# INSTRUCTIONS FOR THE TASK
Return only the lines starting at the line that contains "of the curved" and ending with the final line of the listing; include both endpoints.
━━ DATA
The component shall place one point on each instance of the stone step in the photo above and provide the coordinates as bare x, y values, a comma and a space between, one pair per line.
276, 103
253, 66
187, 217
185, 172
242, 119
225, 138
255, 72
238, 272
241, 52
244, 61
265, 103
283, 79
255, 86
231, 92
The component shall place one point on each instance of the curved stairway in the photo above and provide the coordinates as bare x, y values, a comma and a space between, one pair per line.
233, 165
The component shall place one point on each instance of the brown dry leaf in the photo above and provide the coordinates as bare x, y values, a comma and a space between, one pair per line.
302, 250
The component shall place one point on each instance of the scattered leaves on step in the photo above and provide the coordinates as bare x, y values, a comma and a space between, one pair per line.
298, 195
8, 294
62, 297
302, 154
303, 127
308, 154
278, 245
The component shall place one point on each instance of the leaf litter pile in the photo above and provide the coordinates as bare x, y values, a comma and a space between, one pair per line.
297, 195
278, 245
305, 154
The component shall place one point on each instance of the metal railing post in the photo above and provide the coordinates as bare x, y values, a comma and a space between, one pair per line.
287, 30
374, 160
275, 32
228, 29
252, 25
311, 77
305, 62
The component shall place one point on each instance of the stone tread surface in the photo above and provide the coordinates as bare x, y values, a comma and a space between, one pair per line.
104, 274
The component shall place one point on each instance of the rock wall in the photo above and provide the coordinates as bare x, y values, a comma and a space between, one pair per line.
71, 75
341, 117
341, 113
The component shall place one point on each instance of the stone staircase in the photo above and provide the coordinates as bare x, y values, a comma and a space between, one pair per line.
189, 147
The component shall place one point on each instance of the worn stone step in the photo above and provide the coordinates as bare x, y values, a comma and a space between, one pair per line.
━━━━
# SOLUTION TO THIS EXERCISE
The component shall place one point on each instance of the curved stairway in the photo above and provide the coordinates as bare x, y values, a comma and a space between, one pair per line.
233, 165
The component shall place one point on each instance of the brown dry leaf in the photo above and provide the coordinates as bare x, y values, a comma and a space between, one pair per line.
302, 250
The component shall place one point on each instance of the scattered leaves on step in the photo above and provide the coordinates as bare x, y values, a comma and a space between, one pair per line.
298, 195
8, 294
62, 297
302, 154
303, 127
308, 154
278, 245
The component shall place one point on each instance of the leaf litter pile in the photo above and provide the coordinates as bare x, y values, a comma and a space between, one pair per line.
297, 195
278, 245
305, 154
The component shall place one point on each instance of the metal railing post in the photo above and provide the coordinates as bare x, y values, a comma and a space between, one pair per line.
287, 30
374, 160
275, 32
228, 29
252, 25
311, 77
305, 62
The component shall place one point on each instance of the stone tread surface in the photo above and provide the coordinates as bare x, y values, a comma and a space between, one pair per line.
104, 274
The component shall place one point on each instance of the rock wall in the photo above and provide the coordinates as bare x, y values, a comma and a space between, one pair per line.
71, 75
341, 117
341, 113
The component shall place one point on each instance of the stone staircase in the photo above and provide the coordinates as bare x, y values, a comma and a space between, one pair per line.
189, 147
The component shall place one point on each instance of the worn stone step in the photo above and provide the coordinates as bare x, y values, a comma and a space between, one pair per line.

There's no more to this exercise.